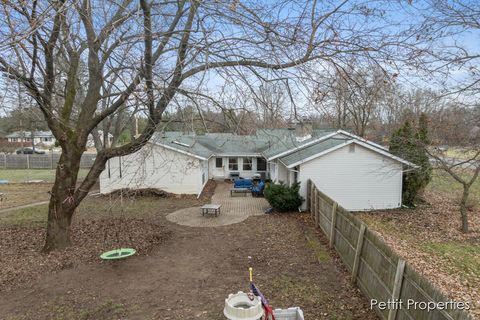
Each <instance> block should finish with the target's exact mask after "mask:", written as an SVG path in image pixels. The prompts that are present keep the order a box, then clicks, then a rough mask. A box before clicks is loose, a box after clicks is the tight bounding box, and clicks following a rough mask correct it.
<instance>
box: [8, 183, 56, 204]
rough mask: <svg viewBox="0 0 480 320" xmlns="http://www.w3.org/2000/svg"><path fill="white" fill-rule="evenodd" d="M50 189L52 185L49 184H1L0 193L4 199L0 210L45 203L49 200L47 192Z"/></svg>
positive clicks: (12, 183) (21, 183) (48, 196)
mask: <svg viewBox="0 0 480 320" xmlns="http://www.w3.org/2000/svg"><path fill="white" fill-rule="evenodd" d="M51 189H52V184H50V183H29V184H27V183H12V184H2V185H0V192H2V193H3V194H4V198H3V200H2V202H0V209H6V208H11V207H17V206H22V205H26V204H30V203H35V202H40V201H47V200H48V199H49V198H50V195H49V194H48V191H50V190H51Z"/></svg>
━━━━
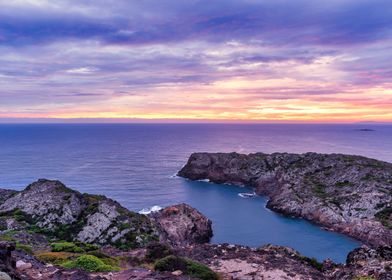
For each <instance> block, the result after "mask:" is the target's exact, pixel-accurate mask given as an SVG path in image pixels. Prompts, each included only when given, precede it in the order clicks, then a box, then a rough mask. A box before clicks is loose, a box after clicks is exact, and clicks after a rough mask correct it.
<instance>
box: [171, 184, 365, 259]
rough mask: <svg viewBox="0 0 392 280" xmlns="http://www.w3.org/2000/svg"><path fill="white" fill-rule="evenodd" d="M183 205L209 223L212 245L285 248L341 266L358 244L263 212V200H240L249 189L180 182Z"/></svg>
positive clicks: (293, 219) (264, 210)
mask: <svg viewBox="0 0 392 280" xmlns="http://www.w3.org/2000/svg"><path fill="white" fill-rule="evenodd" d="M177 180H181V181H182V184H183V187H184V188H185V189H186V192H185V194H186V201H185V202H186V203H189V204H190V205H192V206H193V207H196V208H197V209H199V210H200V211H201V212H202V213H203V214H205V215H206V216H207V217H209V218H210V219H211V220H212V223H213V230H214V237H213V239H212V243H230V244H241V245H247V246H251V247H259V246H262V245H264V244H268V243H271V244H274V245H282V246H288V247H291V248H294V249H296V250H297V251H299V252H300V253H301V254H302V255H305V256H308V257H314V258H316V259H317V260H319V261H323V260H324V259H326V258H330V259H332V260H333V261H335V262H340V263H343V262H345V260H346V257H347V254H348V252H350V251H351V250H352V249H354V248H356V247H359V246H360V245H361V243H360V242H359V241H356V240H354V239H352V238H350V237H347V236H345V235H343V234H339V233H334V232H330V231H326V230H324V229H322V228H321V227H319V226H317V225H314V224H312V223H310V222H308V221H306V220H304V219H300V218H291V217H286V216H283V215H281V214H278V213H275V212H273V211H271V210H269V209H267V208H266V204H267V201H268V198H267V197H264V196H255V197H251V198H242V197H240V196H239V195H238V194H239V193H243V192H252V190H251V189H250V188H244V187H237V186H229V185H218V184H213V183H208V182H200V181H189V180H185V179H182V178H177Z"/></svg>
━━━━
— Exercise aim —
Reproduce only the part of the listing that opens with the line containing "For each <instance>" and closes with the line containing "205L209 223L212 245L285", with "pixel-accurate" changed to "precise" and everything else left as it is.

— Problem solution —
For each <instance> block, the result after "mask:" is the target's exact, precise mask given as an SVG path in image pixels. Prompts, each included only when given, precede it in the order clicks, then a box, then a rough mask. A box before clicks is loose, a box after clicks is exact, and clicks after a rough mask correct it.
<instance>
box: [171, 184, 365, 259]
rough mask: <svg viewBox="0 0 392 280" xmlns="http://www.w3.org/2000/svg"><path fill="white" fill-rule="evenodd" d="M183 205L209 223L212 245L285 248L341 266L358 244L263 212V200H240L249 189L180 182Z"/></svg>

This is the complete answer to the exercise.